SUPPLIED TEXT:
Skip to content

beta(0.4.0): lightweight-tier hardening — Serverless, geometry consistency, reader defaults#40

Merged
mjohns-databricks merged 29 commits into
mainfrom
beta/0.4.0
Jun 19, 2026
Merged

beta(0.4.0): lightweight-tier hardening — Serverless, geometry consistency, reader defaults#40
mjohns-databricks merged 29 commits into
mainfrom
beta/0.4.0

Conversation

@mjohns-databricks

Copy link
Copy Markdown
Collaborator

Summary

Lightweight-tier hardening for v0.4.0 since the last beta/0.4.0 → main merge (#33). This batch makes the pure-Python tier genuinely Serverless-ready, makes geometry handling consistent and robust across every function, fixes a footgun in the raster reader default, and ports the xView example to the lightweight API (validated end-to-end on Serverless). No new functions — these refine the existing 0.4.0 surface.

Serverless support for the lightweight tier

  • Installs and runs on Databricks Serverless (environment v5). mapbox-vector-tile pinned to 2.1.x so protobuf stays <6 (Spark-Connect compatibility); idna<3.8 to avoid the core-package-change notice. Verified end-to-end on Serverless (install → register → execute).

DATASET RECORDS:
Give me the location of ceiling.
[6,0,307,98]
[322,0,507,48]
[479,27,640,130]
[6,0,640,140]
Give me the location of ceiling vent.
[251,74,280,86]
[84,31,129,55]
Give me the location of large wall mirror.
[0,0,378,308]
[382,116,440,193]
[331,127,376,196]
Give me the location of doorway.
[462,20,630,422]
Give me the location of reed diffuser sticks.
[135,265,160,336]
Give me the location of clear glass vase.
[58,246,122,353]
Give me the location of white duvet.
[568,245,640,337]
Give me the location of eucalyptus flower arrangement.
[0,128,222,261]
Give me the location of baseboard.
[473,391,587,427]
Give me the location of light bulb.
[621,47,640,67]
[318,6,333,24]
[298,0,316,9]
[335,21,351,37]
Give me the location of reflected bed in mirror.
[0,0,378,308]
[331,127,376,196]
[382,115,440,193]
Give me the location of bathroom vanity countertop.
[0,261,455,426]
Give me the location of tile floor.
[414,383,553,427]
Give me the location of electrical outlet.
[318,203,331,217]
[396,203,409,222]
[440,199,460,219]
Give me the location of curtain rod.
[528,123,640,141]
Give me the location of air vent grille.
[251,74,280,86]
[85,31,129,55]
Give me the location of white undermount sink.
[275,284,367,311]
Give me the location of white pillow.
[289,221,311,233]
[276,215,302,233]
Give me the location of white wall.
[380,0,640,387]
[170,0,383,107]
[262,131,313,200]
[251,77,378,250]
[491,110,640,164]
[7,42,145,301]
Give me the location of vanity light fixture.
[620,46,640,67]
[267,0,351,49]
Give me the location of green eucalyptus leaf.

WORK TO DO: Write the next part of the pull request description about the lightweight-tier hardening, beginning after the Serverless installation bullet.

EXERCISE RESPONSE:
  • Install docs use the quoted PEP 508 form everywhere%pip install "geobrix[light] @ file:///Volumes/.../geobrix-0.4.0-py3-none-any.whl" — because the path-with-extra form ('...whl[light]') fails on Serverless. Added a warning that the heavyweight tier needs the JAR + GDAL init script, not just the wheel.

Geometry handling — consistent + robust (light↔heavy parity)

  • Every geom-accepting function accepts WKB / EWKB / WKT / EWKT via a single shared decoder (gbx._geom), in both tiers. Previously some lightweight functions accepted only WKB.
  • Geometry×raster ops align to the raster CRS and handle non-overlap gracefully. rst_clip, rst_sample, and rst_viewshed reproject the input geometry from its SRID to the raster's CRS (matching heavyweight GDAL), and a geometry that doesn't overlap the raster returns null/empty instead of raising.

Raster reader / writer

  • sizeInMB now defaults to -1 (no split) in both tiers — one whole-image tile per file instead of auto-splitting at 16 MB (which silently multi-tiled larger rasters and broke path-keyed joins). Set a positive value to opt into tiling; a single tile exceeding the ~2 GB Spark cell limit fails with an actionable message.
  • Lightweight source column is dbfs:-scheme-qualified to match binaryFile / the heavyweight reader (clean cross-tier joins); native file ops strip the scheme internally.
  • gtiff_gbx writer supports nameCol for deterministic output filenames (parity with the heavy GDAL writer).

Example + docs

  • xView clipping example ported to the lightweight API (gtiff_gbx reader/writer, Serverless-safe) and validated on Serverless: 450 Yacht clips, one whole-image tile per raster.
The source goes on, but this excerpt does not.